### Passage cité:
* * * * * * * * *

Depuis vingt ans, sous le slogan « For a safe home » (littéralement « Pour une maison sûre »), l’entreprise de mobilier milite en République tchèque pour faire amender la loi sur la protection contre les violences domestiques. Un projet visant à définir clairement le délit et à unifier les formes d’assistance dans tout le pays devrait être présenté au gouvernement d’ici la fin du mois de juin.
En attendant, cette campagne, combinée au travail de diverses associations locales, a d’ores et déjà permis de faire avancer les choses puisque les victimes de violences sexuelle et familiale sont désormais reconnues comme étant particulièrement vulnérables.

* * * * * * * * *

### Votre objectif:
Reproduisez à l'identique un extrait du passage cité, en commençant aux mots « Depuis vingt ans, sous » et en vous arrêtant après « étant particulièrement vulnérables. ». Les enregistrements constituent un ensemble distinct du passage cité.

* * * * * * * * *

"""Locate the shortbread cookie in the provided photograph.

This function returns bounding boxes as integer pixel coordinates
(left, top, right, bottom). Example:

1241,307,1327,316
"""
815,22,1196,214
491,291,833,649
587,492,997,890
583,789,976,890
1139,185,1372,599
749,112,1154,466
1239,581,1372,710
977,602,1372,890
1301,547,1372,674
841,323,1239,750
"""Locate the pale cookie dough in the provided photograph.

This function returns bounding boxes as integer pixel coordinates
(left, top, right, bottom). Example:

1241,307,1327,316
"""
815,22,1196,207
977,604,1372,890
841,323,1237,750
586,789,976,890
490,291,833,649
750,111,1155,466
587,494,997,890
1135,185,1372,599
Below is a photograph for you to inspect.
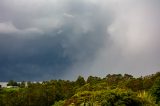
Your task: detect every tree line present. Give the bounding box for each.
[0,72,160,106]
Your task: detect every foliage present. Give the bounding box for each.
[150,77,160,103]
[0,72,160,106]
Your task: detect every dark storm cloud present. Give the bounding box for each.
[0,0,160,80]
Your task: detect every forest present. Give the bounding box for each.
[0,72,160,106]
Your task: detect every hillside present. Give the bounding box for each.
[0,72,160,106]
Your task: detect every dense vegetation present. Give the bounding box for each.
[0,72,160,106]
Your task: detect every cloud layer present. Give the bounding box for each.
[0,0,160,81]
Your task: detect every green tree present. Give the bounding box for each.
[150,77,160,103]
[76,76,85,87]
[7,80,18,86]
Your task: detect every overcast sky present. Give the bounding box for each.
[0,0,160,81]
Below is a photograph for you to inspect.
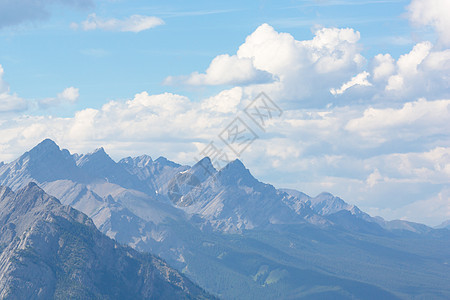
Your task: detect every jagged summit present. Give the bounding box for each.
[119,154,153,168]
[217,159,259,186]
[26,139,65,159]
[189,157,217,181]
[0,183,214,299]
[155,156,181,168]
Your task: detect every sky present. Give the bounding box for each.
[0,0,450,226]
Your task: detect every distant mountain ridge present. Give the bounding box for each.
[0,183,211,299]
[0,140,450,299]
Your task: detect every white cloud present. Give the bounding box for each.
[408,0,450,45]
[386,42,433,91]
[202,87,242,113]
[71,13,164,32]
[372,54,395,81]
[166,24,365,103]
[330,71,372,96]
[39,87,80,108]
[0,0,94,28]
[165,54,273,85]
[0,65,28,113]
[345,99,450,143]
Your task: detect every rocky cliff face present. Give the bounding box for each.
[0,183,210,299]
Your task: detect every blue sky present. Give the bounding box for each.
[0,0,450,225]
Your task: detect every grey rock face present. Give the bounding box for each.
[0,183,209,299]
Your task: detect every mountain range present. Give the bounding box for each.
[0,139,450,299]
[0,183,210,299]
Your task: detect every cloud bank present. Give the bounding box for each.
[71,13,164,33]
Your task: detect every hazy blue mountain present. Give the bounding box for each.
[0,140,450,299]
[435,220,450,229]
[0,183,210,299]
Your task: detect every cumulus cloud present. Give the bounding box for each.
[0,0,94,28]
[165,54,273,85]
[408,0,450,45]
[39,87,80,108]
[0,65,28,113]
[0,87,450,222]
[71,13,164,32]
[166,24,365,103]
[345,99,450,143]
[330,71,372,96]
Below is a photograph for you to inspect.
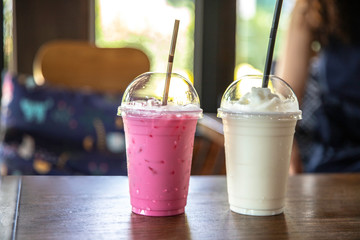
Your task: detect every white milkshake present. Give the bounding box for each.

* * * * * * * * *

### Zone de réponse:
Depuis vingt ans, sous le slogan « For a safe home » (littéralement « Pour une maison sûre »), l’entreprise de mobilier milite en République tchèque pour faire amender la loi sur la protection contre les violences domestiques. Un projet visant à définir clairement le délit et à unifier les formes d’assistance dans tout le pays devrait être présenté au gouvernement d’ici la fin du mois de juin.
En attendant, cette campagne, combinée au travail de diverses associations locales, a d’ores et déjà permis de faire avancer les choses puisque les victimes de violences sexuelle et familiale sont désormais reconnues comme étant particulièrement vulnérables.